[Opening INFORMATION section]

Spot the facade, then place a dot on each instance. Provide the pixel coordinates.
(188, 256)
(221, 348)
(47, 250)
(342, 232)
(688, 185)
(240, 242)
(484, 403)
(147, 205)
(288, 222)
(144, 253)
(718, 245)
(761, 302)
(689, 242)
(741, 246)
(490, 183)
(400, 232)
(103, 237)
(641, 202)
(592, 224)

[Closing INFORMATION section]

WHAT THE TASK ASKS: Retype all of the material exactly as it stands above.

EXPECTED OUTPUT:
Spot the facade, then place a dot on each instance. Provide the pixel coordinates.
(188, 256)
(221, 348)
(47, 250)
(342, 232)
(688, 185)
(240, 242)
(484, 403)
(147, 205)
(288, 222)
(144, 253)
(718, 245)
(761, 302)
(689, 242)
(741, 246)
(490, 183)
(400, 232)
(103, 237)
(641, 202)
(592, 224)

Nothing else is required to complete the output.